══ Sayfa ══
İçeriye değil dışarıya tanıtım-Türkiye Gazetesi(24.04.2022)

Bugün 24 Nisan. Her yıl olduğu gibi, 1915 olaylarının “Osmanlı Devleti tarafından Ermeni halkına karşı gerçekleştirilmiş sistematik bir soykırım” olduğu yalanının birçok başkentte yapılan açıklamalarla tekrarlanacağı gün. ABD Başkanı Biden geçen yılki açıklamasında “soykırım” kelimesini kullanmıştı. ABD’den bu türden açıklamalar yapıldığında mutat olduğu üzere, o zamanki ABD Büyükelçisi Dışişleri Bakanlığına çağrılmış, Biden’ın açıklamasından duyulan rahatsızlık dile getirilmişti. Bir kısım devlet yetkililerimiz de yaptıkları açıklamalarda, “ABD kendisine baksın” minvalinde cümleler sarf etmişlerdi. Muhtemelen bugün de aynı şeyler olacak. Şayet son 40 yıldır “soykırım yalanlarıyla mücadele” adı altında sürdürdüğümüz ama maalesef başarısızlığı apaçık ortada olan siyasetten vazgeçmezsek, her yıl bu tür manzaralarla karşılaşmaya devam edeceğiz.

Soykırım yalancıları ve onların destekçileriyle başarılı bir şekilde mücadele etmek, tarihî gerçekleri dünya kamuoyunca bilinir kılmak ve yeni kuşakların Ermeni yalanlarıyla beslenen nefret hisleriyle değil, gerçeklerden kök alan sağduyuyla dolu olmalarını istiyorsak yapmamız gerekenler var.
═══
══ Veri kayıtları ══
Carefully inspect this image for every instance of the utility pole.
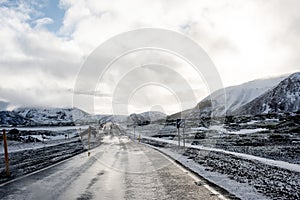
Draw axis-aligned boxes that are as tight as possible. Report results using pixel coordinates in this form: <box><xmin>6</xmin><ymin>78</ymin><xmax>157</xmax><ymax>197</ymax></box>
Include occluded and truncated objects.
<box><xmin>182</xmin><ymin>124</ymin><xmax>185</xmax><ymax>148</ymax></box>
<box><xmin>133</xmin><ymin>125</ymin><xmax>136</xmax><ymax>140</ymax></box>
<box><xmin>88</xmin><ymin>126</ymin><xmax>91</xmax><ymax>156</ymax></box>
<box><xmin>3</xmin><ymin>129</ymin><xmax>10</xmax><ymax>176</ymax></box>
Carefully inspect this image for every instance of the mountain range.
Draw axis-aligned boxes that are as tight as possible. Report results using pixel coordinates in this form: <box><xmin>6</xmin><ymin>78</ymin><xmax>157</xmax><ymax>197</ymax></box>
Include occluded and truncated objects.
<box><xmin>0</xmin><ymin>72</ymin><xmax>300</xmax><ymax>126</ymax></box>
<box><xmin>169</xmin><ymin>72</ymin><xmax>300</xmax><ymax>119</ymax></box>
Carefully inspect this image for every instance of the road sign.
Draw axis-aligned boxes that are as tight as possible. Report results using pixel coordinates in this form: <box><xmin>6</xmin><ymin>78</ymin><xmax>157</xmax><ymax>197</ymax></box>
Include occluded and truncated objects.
═══
Yapılacak alıştırmalar:
[1] 24 Nisan konulu köşe yazısında “Bugün 24 Nisan.” sözlerinden “karşılaşmaya devam edeceğiz.” sözlerine kadar olan bölümü aynen yazdırın.
[2] 24 Nisan konulu köşe yazısındaki “ABD Başkanı Biden geçen yılki açıklamasında ‘soykırım’ kelimesini kullanmıştı.” cümlesini İngilizceye çevirin.
[3] 24 Nisan konulu köşe yazısını kaldığı yerden alıp sürdürün.

Beklenen çıktılar:
[1]
Bugün 24 Nisan. Her yıl olduğu gibi, 1915 olaylarının “Osmanlı Devleti tarafından Ermeni halkına karşı gerçekleştirilmiş sistematik bir soykırım” olduğu yalanının birçok başkentte yapılan açıklamalarla tekrarlanacağı gün. ABD Başkanı Biden geçen yılki açıklamasında “soykırım” kelimesini kullanmıştı. ABD’den bu türden açıklamalar yapıldığında mutat olduğu üzere, o zamanki ABD Büyükelçisi Dışişleri Bakanlığına çağrılmış, Biden’ın açıklamasından duyulan rahatsızlık dile getirilmişti. Bir kısım devlet yetkililerimiz de yaptıkları açıklamalarda, “ABD kendisine baksın” minvalinde cümleler sarf etmişlerdi. Muhtemelen bugün de aynı şeyler olacak. Şayet son 40 yıldır “soykırım yalanlarıyla mücadele” adı altında sürdürdüğümüz ama maalesef başarısızlığı apaçık ortada olan siyasetten vazgeçmezsek, her yıl bu tür manzaralarla karşılaşmaya devam edeceğiz.

[2] In his statement last year, U.S. President Biden had used the word "genocide."

[3]
1-Kafa karışıklığımızdan arınmamız lazım. Türk milleti tarihin hiçbir döneminde, hiç kimseye soykırım uygulamadı. Her yerde olduğu gibi, bu topraklarda da savaşlar ve karmaşalar sırasında toplumun çeşitli kesimleri birbirlerine zarar vermiş olabilirler. Çatışmalar hatta karşılıklı katliamlar yaşanmış olabilir. Fakat Türk devletlerinin herhangi bir topluluğa sistematik soykırım uyguladığına dair tek bir örnek bile bulunmamaktadır. Bu gerçeğe sonuna kadar sahip çıkmalıyız. Yakın geçmişte, sanki tarihimizden mahcubiyet duyuyormuşuz havası içinde o dönemin makam sahipleri tarafından dile getirilen bazı hususlar yanlış olmuştur. 2008’de Azerbaycan ile koordinasyon olmadan yürütülen Ermenistan’la normalleşme saçmalığı sırasında başlayan ve bir süre devam eden bu “tarihimizden özür dileme” salgını, 15 Temmuz hain darbe girişimi sonrasında sona erdirilmiştir. Bir daha hiçbir devlet görevlisinin, vatandaşların zihninde atalarının yaptıklarına dair şüphe uyandırabilecek hiçbir açıklama yapmaması gerekir.

2-Kaynaklarımızı içeriden çok dışarısı için kullanmalıyız. Ermeni meselesini tarihsel gerçekler çerçevesinde milletimize doğru olarak anlatmak gereklidir. Zaten üniversitelerimizde bu konuları çalışan çok sayıda araştırmacımız bulunmaktadır. Bugüne kadar Türkçe çok sayıda kitap, makale, belgesel üretilmiştir. Fakat bunlar yapılırken asıl hedef kitle olan uluslararası kamuoyuna dönük yeterince etkili çalışmalar yapılamamıştır. 40 yıldır bu işe kaynak ve mesai harcayan, hatta sırf bu işlerle uğraşsın diye -“Asılsız Soykırım İddialarıyla Mücadele Kurulu” örneğinde olduğu gibi- mekanizmalar oluşturan bir devlet Vashington’da, Paris’te, Londra’da hatta Tokyo’da ve Berlin’de bir üniversitede, konuşmacılarının çoğu yabancı olan, yabancı dilde bildirilerin sunulduğu ve tamamen yabancı kamuoyunu hedefleyen tek bir konferans düzenlettirememişse burada bir problem var demektir.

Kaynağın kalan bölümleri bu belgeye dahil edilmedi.